Exercise objective: Set down, in full, every record in the block.

Input for this task:
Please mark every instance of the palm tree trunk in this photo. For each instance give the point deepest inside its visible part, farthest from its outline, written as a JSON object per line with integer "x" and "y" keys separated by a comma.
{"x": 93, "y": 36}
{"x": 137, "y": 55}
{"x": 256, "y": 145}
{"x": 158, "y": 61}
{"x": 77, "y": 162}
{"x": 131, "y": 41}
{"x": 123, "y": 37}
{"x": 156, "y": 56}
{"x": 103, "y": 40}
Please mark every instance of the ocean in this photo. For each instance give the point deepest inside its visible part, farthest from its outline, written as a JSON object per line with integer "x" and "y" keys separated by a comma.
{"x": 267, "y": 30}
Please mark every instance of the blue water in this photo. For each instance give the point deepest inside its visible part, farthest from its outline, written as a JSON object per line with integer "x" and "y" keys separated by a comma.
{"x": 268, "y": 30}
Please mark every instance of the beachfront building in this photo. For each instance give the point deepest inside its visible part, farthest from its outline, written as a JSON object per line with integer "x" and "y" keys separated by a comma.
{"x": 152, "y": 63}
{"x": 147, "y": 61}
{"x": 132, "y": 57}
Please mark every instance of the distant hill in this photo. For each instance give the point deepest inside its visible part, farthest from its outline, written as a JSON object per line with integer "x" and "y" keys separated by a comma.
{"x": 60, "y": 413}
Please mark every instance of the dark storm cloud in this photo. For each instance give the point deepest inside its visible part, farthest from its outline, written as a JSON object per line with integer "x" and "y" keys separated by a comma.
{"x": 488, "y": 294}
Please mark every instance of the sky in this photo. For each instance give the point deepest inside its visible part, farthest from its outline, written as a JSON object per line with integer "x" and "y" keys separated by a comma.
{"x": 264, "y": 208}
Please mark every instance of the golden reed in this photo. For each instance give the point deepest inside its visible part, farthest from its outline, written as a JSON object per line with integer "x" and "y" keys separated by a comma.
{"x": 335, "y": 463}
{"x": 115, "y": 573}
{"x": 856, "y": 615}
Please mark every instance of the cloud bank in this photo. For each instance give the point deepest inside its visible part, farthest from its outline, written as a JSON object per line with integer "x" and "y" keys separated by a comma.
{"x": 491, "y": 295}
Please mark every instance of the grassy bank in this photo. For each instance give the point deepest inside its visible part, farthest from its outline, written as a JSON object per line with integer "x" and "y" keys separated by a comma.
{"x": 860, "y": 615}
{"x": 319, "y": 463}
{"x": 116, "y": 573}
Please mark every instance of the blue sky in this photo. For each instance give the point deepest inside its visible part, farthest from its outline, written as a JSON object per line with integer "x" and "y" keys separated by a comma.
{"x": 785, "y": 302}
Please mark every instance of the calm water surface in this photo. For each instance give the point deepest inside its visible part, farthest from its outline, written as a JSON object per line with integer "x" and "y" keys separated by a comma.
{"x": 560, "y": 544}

Finished answer:
Please mark every instance of the palm tree trunk in this photo. For each instance give the point deepest inside its visible part, farthest from its outline, written as a JSON object per line with integer "x" and "y" keys separated by a comma.
{"x": 93, "y": 36}
{"x": 137, "y": 55}
{"x": 256, "y": 145}
{"x": 158, "y": 61}
{"x": 77, "y": 162}
{"x": 131, "y": 41}
{"x": 123, "y": 37}
{"x": 156, "y": 56}
{"x": 103, "y": 40}
Please mark every instance of the ocean in this photo. For each instance give the point deepest inside its visible part, farthest from its outline, written as a JSON object per line with integer "x" and "y" keys separated by a comma.
{"x": 267, "y": 30}
Please mark every instance of the blue water in this photo. For each instance give the point deepest inside its visible part, farthest from its outline, written as a JSON object per line with integer "x" and "y" keys separated by a comma.
{"x": 268, "y": 30}
Please mark every instance of the beachfront building in this photo. For each instance give the point deepest inside its visible part, farthest from its outline, written as a JSON object per line with integer "x" and "y" keys separated by a comma.
{"x": 152, "y": 63}
{"x": 147, "y": 61}
{"x": 132, "y": 57}
Please mark every instance of the distant hill in this photo. For each instance give the point deepest inside its visible part, farthest from its outline, written as a JSON object per line with integer "x" and "y" keys separated by a comma.
{"x": 60, "y": 413}
Please mark every instance of the dark storm cloud in this photo. For each instance give the point deepest inside its visible part, farthest from its outline, written as a JSON object per line with integer "x" and "y" keys separated by a comma.
{"x": 488, "y": 294}
Please mark every instance of the sky in this photo. For each instance give the point deepest inside its visible part, farthest from its outline, written as a JSON object per line with integer "x" and "y" keys separated by a comma.
{"x": 264, "y": 208}
Please mark every instance of the golden reed in this photo. For each instance give the point deepest inside its visible part, farthest from its outline, written as a JSON object per line with integer "x" and "y" keys separated by a comma.
{"x": 335, "y": 463}
{"x": 115, "y": 573}
{"x": 856, "y": 615}
Please mark every instance of the cloud bank in this photo. For each instance give the point deepest inside its visible part, farthest from its outline, written as a JSON object per line with integer "x" and "y" keys separated by a comma.
{"x": 491, "y": 295}
Please mark every instance of the grassy bank in this photo. For each instance give the point deepest inside its visible part, farthest from its outline, written as a JSON object per line with integer "x" and "y" keys separated by a comma.
{"x": 860, "y": 615}
{"x": 319, "y": 463}
{"x": 116, "y": 573}
Please mark every instance of the blue sky in this photo. For each instance give the point deepest inside its visible part, farthest from its outline, written as a JSON object per line with integer "x" and "y" keys separated by a comma.
{"x": 785, "y": 302}
Please mark every instance of the calm water surface in this photo. For each instance give the point deepest inside its visible part, farthest from its outline, written as a JSON object per line with integer "x" and "y" keys separated by a comma.
{"x": 560, "y": 544}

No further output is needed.